_Data supplied_.
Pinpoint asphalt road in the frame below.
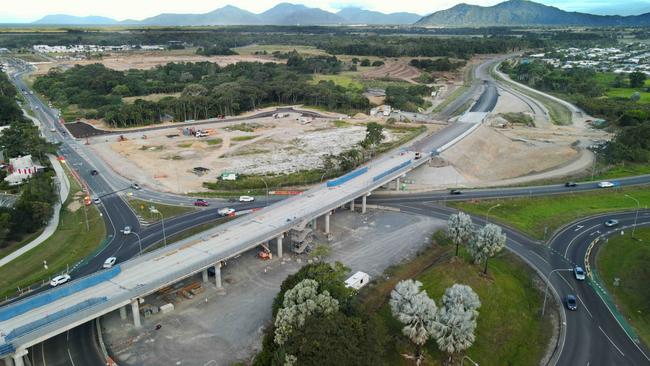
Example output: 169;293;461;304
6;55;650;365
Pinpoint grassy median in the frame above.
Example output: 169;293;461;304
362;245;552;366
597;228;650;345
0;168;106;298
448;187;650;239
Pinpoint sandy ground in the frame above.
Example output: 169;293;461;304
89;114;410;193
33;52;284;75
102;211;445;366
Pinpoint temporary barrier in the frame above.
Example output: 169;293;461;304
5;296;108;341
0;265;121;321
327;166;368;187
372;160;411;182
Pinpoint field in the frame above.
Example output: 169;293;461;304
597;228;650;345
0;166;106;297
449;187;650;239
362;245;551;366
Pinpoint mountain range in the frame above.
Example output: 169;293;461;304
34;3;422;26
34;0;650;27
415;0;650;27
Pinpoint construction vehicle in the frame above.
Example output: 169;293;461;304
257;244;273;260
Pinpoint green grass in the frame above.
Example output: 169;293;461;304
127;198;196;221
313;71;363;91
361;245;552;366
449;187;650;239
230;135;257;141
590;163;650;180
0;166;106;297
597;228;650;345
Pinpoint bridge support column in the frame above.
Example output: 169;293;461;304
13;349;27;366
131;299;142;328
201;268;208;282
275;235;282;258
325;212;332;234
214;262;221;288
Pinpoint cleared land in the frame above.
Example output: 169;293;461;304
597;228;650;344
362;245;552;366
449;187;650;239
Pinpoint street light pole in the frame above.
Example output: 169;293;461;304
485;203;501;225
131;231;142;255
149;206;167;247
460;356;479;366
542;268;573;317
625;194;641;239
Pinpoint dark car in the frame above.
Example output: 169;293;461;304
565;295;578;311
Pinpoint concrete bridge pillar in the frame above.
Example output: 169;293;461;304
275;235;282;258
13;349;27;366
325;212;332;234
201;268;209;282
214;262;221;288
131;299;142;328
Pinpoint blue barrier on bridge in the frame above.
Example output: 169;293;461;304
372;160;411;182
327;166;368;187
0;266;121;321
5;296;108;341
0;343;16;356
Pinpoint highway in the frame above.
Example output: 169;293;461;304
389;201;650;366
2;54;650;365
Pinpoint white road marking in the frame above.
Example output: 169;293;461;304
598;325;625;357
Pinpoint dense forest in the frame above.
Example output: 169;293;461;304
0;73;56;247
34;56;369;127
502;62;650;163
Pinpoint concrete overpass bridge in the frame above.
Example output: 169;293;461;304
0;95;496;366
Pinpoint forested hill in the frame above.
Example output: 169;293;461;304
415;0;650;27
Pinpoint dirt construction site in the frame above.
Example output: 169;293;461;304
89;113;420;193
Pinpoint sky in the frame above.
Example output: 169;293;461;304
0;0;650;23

* * *

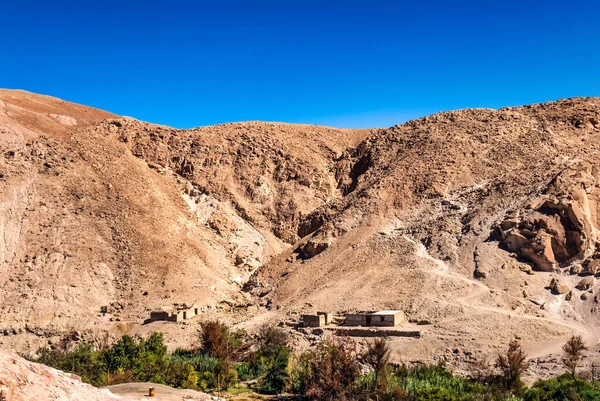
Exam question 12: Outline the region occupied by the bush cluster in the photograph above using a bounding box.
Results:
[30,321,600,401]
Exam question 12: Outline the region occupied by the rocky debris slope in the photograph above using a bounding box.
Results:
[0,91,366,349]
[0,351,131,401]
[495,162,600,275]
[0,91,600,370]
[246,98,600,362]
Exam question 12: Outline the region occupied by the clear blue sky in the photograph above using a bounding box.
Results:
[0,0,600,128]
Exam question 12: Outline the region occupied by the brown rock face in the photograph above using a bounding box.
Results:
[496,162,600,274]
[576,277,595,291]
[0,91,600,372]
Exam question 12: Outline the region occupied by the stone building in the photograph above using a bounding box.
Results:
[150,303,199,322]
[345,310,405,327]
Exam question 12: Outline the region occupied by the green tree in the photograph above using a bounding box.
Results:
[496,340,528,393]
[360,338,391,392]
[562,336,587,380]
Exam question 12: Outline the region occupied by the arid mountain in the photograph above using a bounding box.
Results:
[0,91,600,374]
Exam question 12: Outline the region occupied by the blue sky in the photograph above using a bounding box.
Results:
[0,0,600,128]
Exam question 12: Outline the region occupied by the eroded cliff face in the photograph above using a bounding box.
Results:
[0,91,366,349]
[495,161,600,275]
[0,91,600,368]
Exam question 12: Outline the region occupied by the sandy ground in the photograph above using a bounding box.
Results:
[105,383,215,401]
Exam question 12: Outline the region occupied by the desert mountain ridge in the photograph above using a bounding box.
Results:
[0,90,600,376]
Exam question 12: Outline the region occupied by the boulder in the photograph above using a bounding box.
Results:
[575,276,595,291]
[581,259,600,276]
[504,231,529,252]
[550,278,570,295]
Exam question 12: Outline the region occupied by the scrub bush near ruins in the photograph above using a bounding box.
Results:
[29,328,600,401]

...

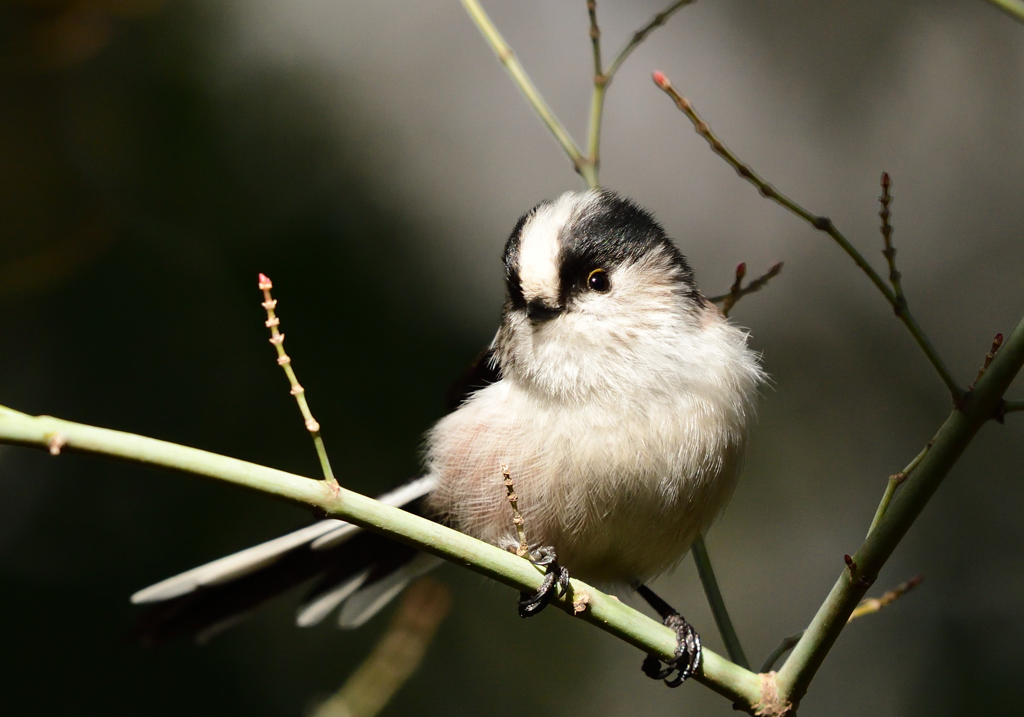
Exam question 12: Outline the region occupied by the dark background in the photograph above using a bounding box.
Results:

_Goal of the exercise_. Show each line in the data above that contains the word "blue".

_Answer to this task_.
Pinpoint blue barrier on bridge in the frame above.
Exam question 12: Outline the region occupied by the clear blue sky in the photograph above using a bounding box.
Exam question 12: Outline the region occupied by the blue sky in the photograph above using a bounding box.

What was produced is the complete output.